# Task directions:
Retype the data exactly, from its first line to the line containing "like (287, 134).", including both, and skip any picture.

(Records from a data source)
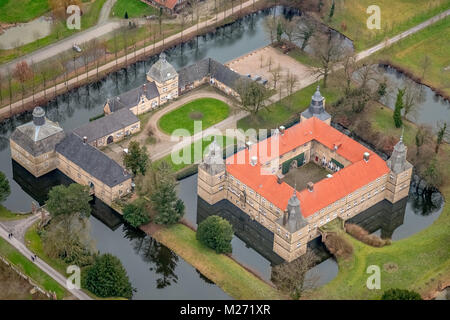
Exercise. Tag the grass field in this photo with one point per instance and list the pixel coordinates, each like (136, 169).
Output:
(432, 42)
(90, 17)
(396, 16)
(6, 214)
(134, 8)
(31, 270)
(223, 271)
(287, 109)
(14, 287)
(208, 110)
(22, 10)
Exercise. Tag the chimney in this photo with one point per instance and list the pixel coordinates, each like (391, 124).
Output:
(279, 181)
(285, 218)
(38, 116)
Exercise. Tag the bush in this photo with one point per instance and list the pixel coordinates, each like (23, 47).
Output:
(363, 236)
(108, 278)
(400, 294)
(136, 213)
(216, 233)
(337, 245)
(5, 190)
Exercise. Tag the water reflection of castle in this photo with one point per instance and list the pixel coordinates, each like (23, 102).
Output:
(383, 216)
(38, 189)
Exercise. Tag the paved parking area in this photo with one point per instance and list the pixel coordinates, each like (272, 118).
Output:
(251, 64)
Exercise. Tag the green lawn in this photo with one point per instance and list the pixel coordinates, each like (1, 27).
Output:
(422, 259)
(433, 42)
(89, 18)
(287, 109)
(6, 214)
(208, 110)
(396, 16)
(304, 58)
(223, 271)
(31, 270)
(134, 8)
(22, 10)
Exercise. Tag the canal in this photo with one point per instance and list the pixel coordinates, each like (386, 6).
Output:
(155, 271)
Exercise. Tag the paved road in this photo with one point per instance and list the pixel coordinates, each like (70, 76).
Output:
(305, 82)
(103, 27)
(106, 10)
(20, 246)
(95, 32)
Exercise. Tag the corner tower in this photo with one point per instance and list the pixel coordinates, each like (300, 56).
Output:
(289, 242)
(316, 108)
(33, 144)
(211, 175)
(165, 77)
(397, 185)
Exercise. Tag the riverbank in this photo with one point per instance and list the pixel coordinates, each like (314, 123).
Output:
(11, 254)
(423, 57)
(350, 18)
(97, 70)
(422, 260)
(236, 281)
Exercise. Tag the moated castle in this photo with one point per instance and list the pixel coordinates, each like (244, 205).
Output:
(357, 179)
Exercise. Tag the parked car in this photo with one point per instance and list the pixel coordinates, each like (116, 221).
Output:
(76, 48)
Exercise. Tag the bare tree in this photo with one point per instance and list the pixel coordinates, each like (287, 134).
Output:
(269, 62)
(182, 23)
(423, 135)
(349, 67)
(291, 80)
(425, 64)
(270, 26)
(276, 74)
(1, 88)
(442, 133)
(414, 95)
(291, 277)
(9, 79)
(22, 72)
(329, 52)
(252, 95)
(304, 29)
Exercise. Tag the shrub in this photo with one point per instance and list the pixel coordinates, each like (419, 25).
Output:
(216, 233)
(400, 294)
(108, 278)
(136, 213)
(5, 190)
(337, 245)
(363, 236)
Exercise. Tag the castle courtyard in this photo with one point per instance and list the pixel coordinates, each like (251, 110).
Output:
(299, 177)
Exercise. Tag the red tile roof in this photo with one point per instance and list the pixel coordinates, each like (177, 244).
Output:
(326, 191)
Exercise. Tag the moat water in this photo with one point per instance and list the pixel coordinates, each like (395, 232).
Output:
(154, 270)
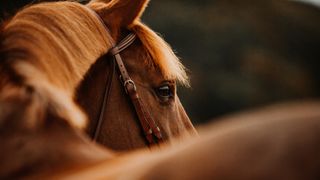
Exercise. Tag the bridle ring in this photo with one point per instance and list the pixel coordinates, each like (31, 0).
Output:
(130, 81)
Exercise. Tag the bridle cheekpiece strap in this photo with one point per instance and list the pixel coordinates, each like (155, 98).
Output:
(151, 130)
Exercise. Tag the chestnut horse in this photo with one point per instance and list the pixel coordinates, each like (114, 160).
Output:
(49, 57)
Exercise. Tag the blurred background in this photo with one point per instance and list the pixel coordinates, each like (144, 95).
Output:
(240, 54)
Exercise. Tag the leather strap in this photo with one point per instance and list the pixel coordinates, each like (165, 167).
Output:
(151, 130)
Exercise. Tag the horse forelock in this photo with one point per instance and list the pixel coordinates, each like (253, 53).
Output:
(161, 54)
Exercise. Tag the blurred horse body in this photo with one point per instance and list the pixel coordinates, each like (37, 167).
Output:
(276, 142)
(41, 128)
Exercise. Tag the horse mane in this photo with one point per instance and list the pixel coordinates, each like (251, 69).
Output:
(50, 46)
(161, 53)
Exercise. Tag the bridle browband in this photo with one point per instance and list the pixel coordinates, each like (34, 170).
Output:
(151, 130)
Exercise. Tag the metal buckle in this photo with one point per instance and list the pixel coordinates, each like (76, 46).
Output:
(129, 81)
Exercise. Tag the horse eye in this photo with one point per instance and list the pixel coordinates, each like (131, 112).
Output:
(165, 92)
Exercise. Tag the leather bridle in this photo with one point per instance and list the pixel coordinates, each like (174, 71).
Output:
(151, 130)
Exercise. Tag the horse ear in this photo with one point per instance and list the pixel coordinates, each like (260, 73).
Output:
(122, 13)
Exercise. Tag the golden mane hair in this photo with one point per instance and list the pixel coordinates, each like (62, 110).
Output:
(50, 46)
(161, 53)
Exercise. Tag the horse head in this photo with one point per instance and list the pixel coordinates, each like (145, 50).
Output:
(153, 67)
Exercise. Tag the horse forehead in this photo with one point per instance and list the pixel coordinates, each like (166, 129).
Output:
(141, 66)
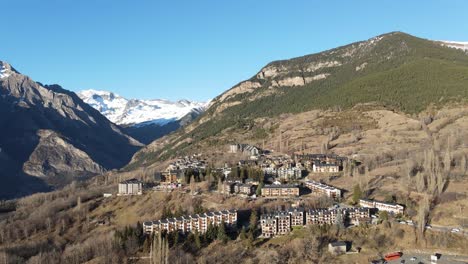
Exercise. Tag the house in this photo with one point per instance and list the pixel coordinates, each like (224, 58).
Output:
(323, 217)
(324, 189)
(284, 223)
(326, 168)
(269, 225)
(277, 223)
(297, 216)
(283, 190)
(244, 149)
(338, 247)
(228, 187)
(172, 176)
(131, 187)
(192, 223)
(246, 189)
(381, 206)
(357, 216)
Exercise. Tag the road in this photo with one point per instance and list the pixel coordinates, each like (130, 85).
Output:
(424, 257)
(439, 228)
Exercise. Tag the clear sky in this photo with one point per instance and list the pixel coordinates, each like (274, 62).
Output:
(196, 49)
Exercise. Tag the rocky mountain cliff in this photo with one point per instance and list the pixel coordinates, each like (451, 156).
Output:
(145, 120)
(395, 71)
(49, 136)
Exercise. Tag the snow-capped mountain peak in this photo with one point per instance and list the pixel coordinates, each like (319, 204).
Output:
(5, 70)
(124, 111)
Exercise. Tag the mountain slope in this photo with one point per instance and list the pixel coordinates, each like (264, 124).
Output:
(145, 120)
(396, 71)
(50, 133)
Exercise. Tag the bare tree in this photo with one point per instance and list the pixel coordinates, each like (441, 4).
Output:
(463, 164)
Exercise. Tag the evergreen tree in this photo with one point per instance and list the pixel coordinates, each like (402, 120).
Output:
(253, 220)
(258, 192)
(357, 194)
(197, 240)
(243, 234)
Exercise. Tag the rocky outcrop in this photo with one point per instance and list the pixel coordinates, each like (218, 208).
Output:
(48, 131)
(54, 156)
(244, 87)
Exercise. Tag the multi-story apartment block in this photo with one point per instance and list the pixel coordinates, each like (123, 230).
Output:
(381, 206)
(280, 191)
(246, 189)
(228, 187)
(297, 216)
(269, 225)
(131, 187)
(320, 188)
(358, 216)
(322, 217)
(320, 167)
(284, 223)
(281, 222)
(192, 223)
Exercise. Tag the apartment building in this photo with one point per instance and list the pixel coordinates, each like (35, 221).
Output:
(284, 223)
(381, 206)
(280, 191)
(131, 187)
(357, 216)
(297, 216)
(269, 225)
(325, 168)
(192, 223)
(323, 189)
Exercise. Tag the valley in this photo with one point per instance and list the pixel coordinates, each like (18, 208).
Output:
(364, 145)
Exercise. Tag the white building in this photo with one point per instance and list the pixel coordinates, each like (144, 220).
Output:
(324, 189)
(131, 187)
(316, 168)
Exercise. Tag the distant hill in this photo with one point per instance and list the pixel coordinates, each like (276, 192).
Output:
(396, 71)
(49, 137)
(144, 120)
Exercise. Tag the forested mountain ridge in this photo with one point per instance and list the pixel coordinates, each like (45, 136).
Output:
(396, 71)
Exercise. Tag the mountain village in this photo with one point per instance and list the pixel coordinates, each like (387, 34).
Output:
(268, 176)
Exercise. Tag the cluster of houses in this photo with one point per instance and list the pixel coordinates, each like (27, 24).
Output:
(246, 149)
(195, 162)
(323, 189)
(381, 206)
(321, 163)
(281, 222)
(230, 187)
(280, 190)
(130, 187)
(192, 223)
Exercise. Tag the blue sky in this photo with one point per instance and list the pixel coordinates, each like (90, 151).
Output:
(196, 49)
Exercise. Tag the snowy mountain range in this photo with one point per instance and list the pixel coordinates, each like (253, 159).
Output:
(134, 112)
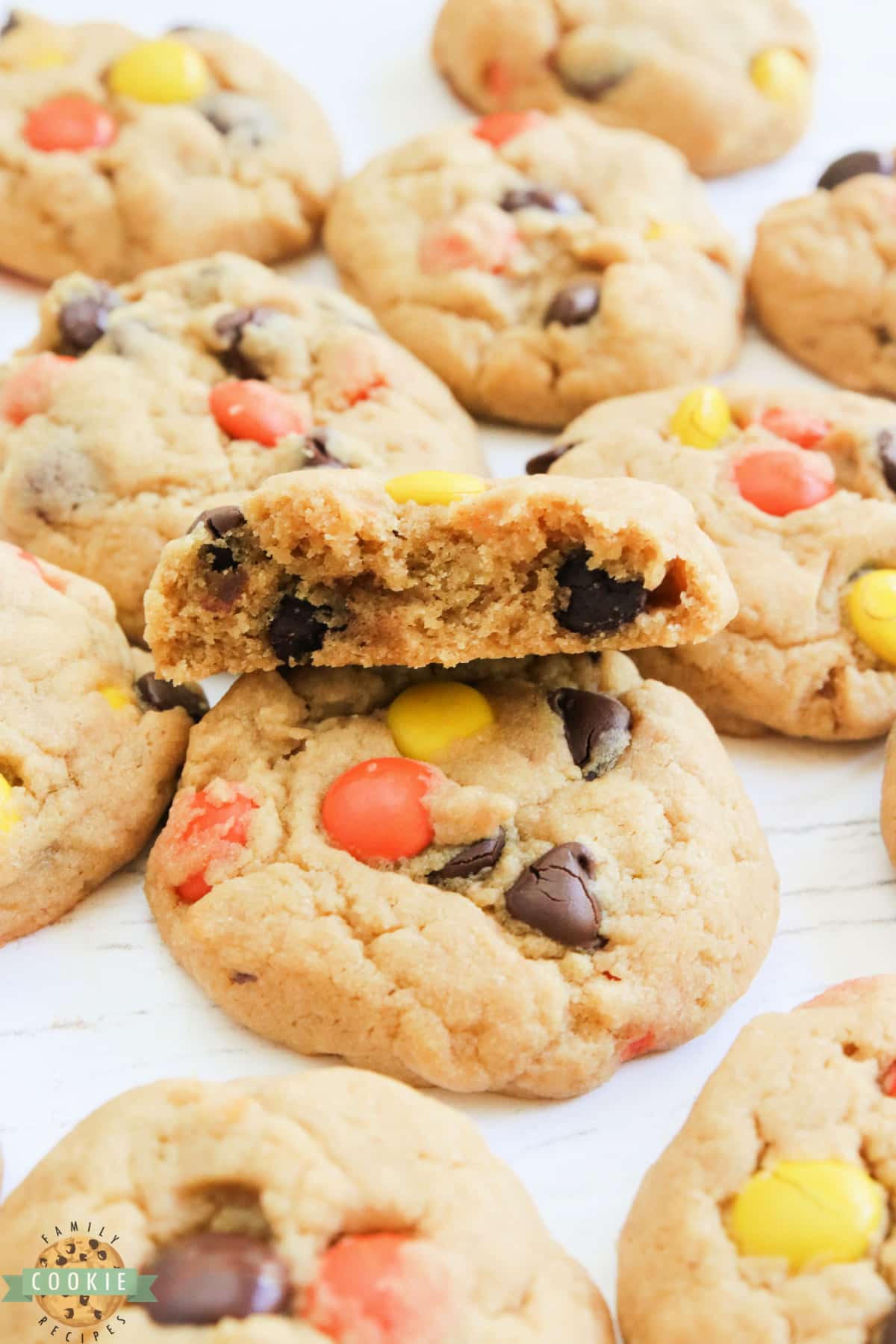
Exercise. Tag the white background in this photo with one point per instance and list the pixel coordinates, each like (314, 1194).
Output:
(94, 1004)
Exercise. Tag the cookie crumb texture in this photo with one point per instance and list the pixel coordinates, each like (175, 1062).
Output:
(171, 149)
(87, 765)
(329, 570)
(822, 281)
(516, 937)
(768, 1218)
(798, 491)
(274, 1210)
(541, 264)
(140, 405)
(729, 84)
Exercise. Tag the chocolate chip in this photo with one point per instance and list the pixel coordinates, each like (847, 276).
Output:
(555, 895)
(887, 452)
(598, 603)
(598, 729)
(296, 629)
(214, 1276)
(474, 858)
(539, 464)
(853, 166)
(574, 305)
(164, 695)
(541, 198)
(84, 320)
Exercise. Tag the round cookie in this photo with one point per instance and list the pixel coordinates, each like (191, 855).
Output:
(824, 280)
(798, 491)
(89, 747)
(729, 84)
(328, 1206)
(119, 154)
(768, 1218)
(541, 264)
(134, 406)
(452, 886)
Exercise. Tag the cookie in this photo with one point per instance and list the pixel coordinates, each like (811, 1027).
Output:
(822, 280)
(437, 875)
(327, 1206)
(768, 1218)
(541, 264)
(120, 154)
(798, 491)
(729, 84)
(134, 406)
(337, 569)
(90, 744)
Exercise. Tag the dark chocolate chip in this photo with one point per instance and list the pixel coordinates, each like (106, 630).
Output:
(164, 695)
(539, 464)
(296, 629)
(598, 729)
(853, 166)
(84, 320)
(598, 603)
(214, 1276)
(474, 858)
(887, 450)
(555, 895)
(574, 305)
(541, 198)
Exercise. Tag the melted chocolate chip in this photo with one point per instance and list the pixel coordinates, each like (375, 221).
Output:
(853, 166)
(574, 305)
(214, 1276)
(555, 895)
(539, 464)
(598, 729)
(598, 603)
(296, 629)
(164, 695)
(474, 858)
(541, 198)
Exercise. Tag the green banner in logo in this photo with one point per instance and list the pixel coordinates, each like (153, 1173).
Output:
(80, 1281)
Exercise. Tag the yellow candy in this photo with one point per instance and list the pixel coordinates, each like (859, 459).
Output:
(160, 72)
(808, 1213)
(433, 487)
(872, 609)
(703, 418)
(781, 74)
(426, 719)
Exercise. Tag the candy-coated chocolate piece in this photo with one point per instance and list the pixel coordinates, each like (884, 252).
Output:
(780, 482)
(428, 719)
(254, 410)
(872, 611)
(376, 811)
(433, 487)
(703, 418)
(166, 70)
(72, 124)
(808, 1213)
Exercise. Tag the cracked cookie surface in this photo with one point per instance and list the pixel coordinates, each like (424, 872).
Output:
(223, 151)
(438, 875)
(134, 408)
(541, 264)
(768, 1218)
(797, 658)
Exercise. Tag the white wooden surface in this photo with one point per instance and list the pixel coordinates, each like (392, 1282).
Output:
(96, 1004)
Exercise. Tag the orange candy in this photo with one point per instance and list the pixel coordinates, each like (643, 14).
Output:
(777, 482)
(255, 410)
(378, 811)
(73, 124)
(31, 388)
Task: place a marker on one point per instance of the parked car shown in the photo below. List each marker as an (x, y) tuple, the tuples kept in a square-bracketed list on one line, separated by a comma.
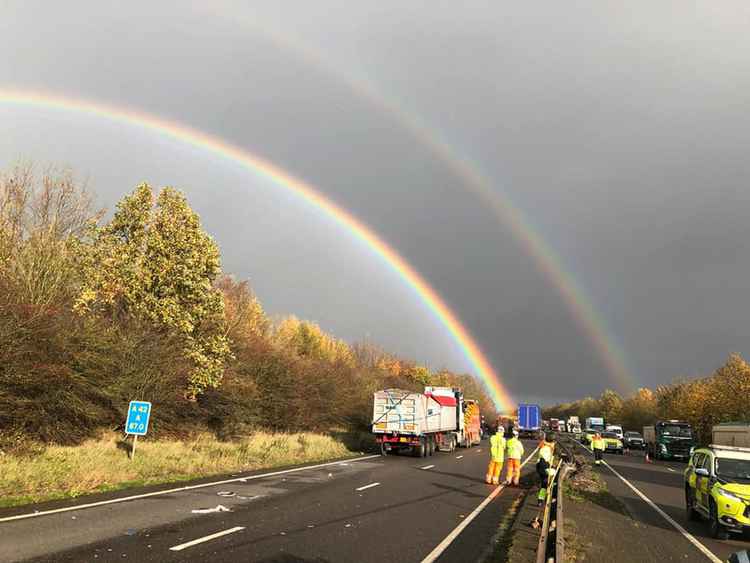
[(633, 441), (717, 488), (616, 429), (612, 443)]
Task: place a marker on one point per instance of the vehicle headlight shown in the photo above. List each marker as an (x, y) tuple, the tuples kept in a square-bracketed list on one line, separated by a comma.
[(725, 493)]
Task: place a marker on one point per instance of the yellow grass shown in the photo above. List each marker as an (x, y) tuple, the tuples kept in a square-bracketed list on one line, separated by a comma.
[(103, 464)]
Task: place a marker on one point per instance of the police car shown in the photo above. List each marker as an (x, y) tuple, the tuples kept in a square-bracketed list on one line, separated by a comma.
[(717, 488)]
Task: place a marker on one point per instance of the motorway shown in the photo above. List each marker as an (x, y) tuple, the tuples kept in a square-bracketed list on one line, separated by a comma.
[(662, 482), (375, 508)]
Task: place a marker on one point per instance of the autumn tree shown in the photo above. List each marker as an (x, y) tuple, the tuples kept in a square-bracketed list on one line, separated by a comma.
[(306, 339), (153, 261)]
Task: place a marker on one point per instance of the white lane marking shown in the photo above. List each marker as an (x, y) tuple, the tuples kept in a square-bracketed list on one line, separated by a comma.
[(176, 490), (443, 545), (690, 537), (367, 486), (206, 538)]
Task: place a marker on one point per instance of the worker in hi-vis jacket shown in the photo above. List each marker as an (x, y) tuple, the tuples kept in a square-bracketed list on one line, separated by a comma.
[(497, 456)]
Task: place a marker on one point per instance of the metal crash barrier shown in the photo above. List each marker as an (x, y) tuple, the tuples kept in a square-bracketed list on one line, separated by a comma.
[(551, 547)]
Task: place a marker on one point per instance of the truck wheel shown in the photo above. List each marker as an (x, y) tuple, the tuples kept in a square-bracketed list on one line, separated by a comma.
[(718, 530)]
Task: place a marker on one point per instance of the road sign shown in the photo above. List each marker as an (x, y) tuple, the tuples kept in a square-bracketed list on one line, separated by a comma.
[(138, 414)]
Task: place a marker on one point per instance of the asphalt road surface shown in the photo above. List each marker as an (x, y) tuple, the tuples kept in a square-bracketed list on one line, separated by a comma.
[(395, 508), (662, 482)]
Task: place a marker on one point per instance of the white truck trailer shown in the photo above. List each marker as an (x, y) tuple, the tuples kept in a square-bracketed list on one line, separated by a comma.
[(421, 422), (731, 434)]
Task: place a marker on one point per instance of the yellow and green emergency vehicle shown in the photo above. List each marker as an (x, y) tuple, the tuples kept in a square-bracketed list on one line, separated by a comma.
[(612, 442), (717, 488)]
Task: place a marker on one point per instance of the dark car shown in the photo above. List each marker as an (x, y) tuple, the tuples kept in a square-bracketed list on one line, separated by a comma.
[(633, 441)]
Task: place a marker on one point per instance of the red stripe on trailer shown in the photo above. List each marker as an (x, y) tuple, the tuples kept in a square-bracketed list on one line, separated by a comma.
[(443, 400)]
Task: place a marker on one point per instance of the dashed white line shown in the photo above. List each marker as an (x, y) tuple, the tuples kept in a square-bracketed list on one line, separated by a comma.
[(443, 545), (206, 538), (178, 489), (367, 486)]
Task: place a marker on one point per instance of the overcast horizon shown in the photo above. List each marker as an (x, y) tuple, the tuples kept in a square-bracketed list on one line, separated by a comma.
[(619, 131)]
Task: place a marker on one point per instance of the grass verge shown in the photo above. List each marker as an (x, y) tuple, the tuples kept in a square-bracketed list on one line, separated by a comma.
[(58, 472)]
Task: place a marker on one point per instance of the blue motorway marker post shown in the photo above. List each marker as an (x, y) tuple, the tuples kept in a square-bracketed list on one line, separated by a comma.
[(136, 424)]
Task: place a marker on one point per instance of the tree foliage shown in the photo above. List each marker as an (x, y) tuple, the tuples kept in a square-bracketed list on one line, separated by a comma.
[(154, 262), (94, 313)]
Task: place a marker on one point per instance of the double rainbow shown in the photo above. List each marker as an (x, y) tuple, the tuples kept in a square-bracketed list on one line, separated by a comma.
[(280, 177)]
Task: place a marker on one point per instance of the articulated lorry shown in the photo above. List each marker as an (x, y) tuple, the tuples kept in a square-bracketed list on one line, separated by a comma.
[(529, 420), (421, 423), (669, 439)]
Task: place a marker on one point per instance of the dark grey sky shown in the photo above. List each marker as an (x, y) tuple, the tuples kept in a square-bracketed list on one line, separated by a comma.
[(620, 129)]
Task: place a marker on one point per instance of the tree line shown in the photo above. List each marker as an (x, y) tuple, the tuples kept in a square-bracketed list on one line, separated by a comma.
[(95, 312), (723, 396)]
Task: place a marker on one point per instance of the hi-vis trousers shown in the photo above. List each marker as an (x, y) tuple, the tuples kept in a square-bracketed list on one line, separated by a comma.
[(494, 469), (514, 470)]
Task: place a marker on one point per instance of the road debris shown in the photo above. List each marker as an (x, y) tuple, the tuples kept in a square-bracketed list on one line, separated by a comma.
[(218, 508)]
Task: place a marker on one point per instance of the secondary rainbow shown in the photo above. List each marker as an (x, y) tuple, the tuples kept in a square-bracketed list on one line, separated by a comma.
[(547, 260), (282, 178)]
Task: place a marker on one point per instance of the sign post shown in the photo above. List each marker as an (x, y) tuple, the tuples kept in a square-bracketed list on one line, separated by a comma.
[(136, 424)]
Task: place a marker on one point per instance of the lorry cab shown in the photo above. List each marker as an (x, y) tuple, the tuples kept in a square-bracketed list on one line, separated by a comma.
[(717, 488), (669, 439)]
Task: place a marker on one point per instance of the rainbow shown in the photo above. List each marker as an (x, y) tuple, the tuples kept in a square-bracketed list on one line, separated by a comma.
[(546, 259), (265, 169)]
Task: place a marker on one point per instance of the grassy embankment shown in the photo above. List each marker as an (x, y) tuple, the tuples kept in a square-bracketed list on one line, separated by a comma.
[(57, 472)]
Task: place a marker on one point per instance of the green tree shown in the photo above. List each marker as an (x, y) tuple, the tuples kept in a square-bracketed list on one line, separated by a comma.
[(153, 261)]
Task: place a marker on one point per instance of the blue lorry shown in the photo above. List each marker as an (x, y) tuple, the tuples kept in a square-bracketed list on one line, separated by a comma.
[(529, 420)]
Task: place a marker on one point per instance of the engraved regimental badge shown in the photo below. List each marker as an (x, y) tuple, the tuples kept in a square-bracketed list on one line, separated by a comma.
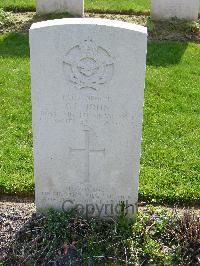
[(88, 66)]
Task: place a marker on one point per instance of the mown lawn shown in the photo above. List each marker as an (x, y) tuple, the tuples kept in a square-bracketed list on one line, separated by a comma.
[(170, 168), (102, 5)]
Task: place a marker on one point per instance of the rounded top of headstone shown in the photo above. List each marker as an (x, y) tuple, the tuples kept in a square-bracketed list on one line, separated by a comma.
[(90, 21)]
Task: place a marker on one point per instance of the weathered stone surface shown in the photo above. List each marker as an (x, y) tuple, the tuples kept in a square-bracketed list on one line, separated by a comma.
[(181, 9), (87, 97), (75, 7)]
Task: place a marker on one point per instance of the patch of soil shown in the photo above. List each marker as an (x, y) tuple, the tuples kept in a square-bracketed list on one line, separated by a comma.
[(15, 212), (162, 30), (13, 216)]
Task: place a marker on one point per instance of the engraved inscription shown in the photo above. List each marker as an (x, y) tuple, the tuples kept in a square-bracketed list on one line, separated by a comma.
[(87, 150), (88, 66)]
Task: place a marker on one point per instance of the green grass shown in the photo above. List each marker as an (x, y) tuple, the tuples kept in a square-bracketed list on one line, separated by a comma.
[(117, 5), (170, 169), (98, 5)]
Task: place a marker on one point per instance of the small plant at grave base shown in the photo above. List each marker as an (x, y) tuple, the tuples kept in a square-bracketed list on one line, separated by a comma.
[(4, 17), (151, 25), (186, 236), (156, 237)]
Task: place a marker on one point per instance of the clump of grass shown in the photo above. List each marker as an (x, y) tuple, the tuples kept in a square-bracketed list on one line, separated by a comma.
[(156, 237), (186, 235)]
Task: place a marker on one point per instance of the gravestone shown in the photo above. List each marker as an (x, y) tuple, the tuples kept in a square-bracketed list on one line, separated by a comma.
[(75, 7), (181, 9), (87, 100)]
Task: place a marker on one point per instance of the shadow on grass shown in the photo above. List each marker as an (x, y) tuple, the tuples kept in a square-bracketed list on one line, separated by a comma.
[(161, 54), (168, 201), (14, 45)]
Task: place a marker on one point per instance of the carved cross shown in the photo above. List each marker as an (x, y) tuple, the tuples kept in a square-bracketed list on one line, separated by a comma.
[(87, 151)]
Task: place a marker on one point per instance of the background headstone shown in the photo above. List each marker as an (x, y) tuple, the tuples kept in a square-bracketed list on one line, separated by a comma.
[(87, 97), (181, 9), (75, 7)]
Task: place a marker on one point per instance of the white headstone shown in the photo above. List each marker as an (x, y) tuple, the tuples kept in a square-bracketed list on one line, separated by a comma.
[(87, 97), (181, 9), (75, 7)]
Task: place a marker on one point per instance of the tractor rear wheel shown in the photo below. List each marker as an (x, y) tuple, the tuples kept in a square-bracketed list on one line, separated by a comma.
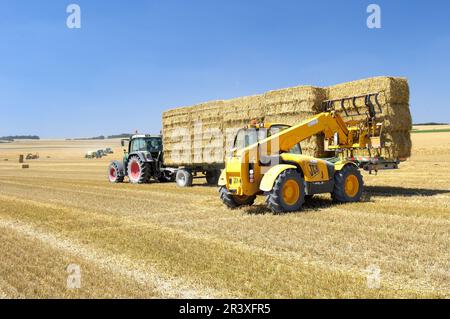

# Written solution:
Exercise. Tag the grass field in this photo with one point per instance and list the pixel coordinates, each like (136, 169).
Output:
(432, 42)
(90, 17)
(396, 16)
(6, 214)
(134, 8)
(31, 270)
(223, 271)
(287, 109)
(14, 287)
(208, 110)
(22, 10)
Exercise. Tag the chimney in this photo with one point per instance and list the pixel coordinates, each like (391, 124).
Output:
(279, 181)
(285, 218)
(38, 116)
Exercise. Tag the bush in this photo with one point per instance and list the pixel coordinates, each like (23, 47).
Output:
(363, 236)
(108, 278)
(400, 294)
(136, 213)
(216, 233)
(337, 245)
(5, 190)
Exercise. Tag the water reflection of castle in this photo with one point per instance and list the pixel coordinates, each like (23, 102).
Output:
(383, 216)
(38, 189)
Exercise. Tag the paved parking area in this photo with one point per instance and list the pixel coordinates, each like (272, 118).
Output:
(251, 64)
Exercise. Tag the green lawn in this photo with one point per instance and list the pixel coordinates, each like (1, 27).
Output:
(422, 259)
(433, 42)
(89, 18)
(287, 109)
(6, 214)
(208, 110)
(396, 16)
(304, 58)
(223, 271)
(31, 270)
(134, 8)
(22, 10)
Exercise. Tag the canal in this photo with one point per instance and list the pixel coordinates, each like (386, 6).
Output:
(155, 271)
Exercise. Tag the paved road in this photo with one point per instance and list the pixel coordinates, each like (70, 76).
Output:
(305, 82)
(103, 27)
(106, 10)
(20, 246)
(95, 32)
Exercise. Tag the corner tower in this photo with one point per instance and list the pixel coordinates, each like (300, 56).
Output:
(289, 242)
(316, 108)
(33, 144)
(211, 175)
(165, 77)
(397, 185)
Exercise. Tag the riverbank in this photo with one point per instance and list the pixel coordinates, each like (314, 123).
Output:
(11, 254)
(423, 57)
(350, 18)
(97, 70)
(422, 260)
(236, 281)
Exercise. Tag the moated castle in this photo with one point per instance and list the pixel coordinates, each like (244, 205).
Output:
(357, 179)
Exercise. Tag the parked car in this photo with one point per instance and list the pixel coordinates, each like (116, 221).
Output:
(76, 48)
Exercise. Tag the bare tree in this photo with one point per instance and list the pixel coordinates, each like (287, 134).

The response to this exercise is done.